_RECORDS SHOWN_:

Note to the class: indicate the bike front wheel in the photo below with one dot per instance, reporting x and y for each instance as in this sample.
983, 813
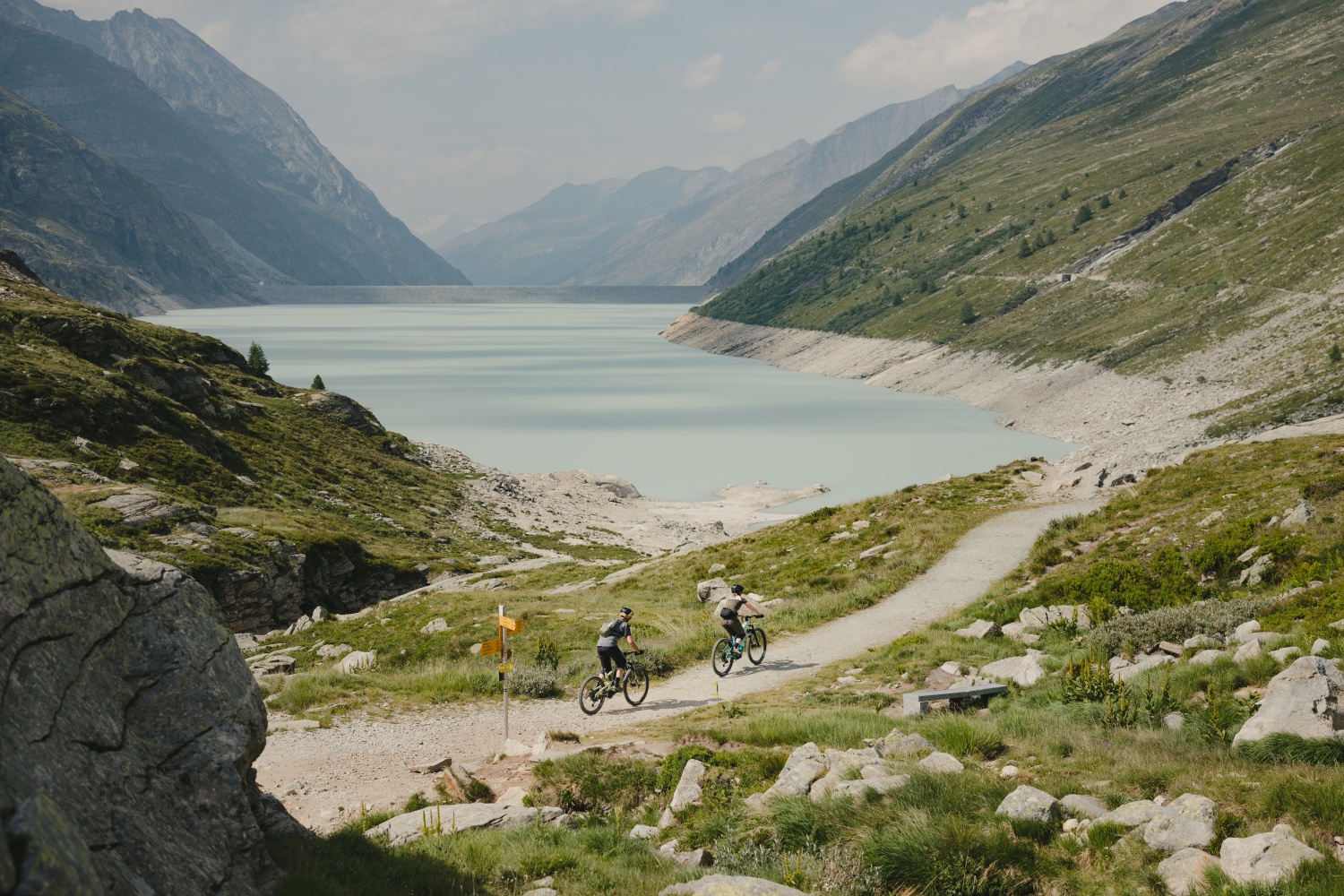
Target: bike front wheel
591, 694
636, 684
755, 646
722, 657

_TASK ITEM_: The result should be every entry, word for word, and no pictures.

_EXERCISE ANSWER_:
Note to the class: indicate the bike front wheel in the photo below with one dot per instance, reporting x and y for each instance as in this sample.
983, 813
Target: bike front wheel
591, 694
636, 684
755, 646
722, 657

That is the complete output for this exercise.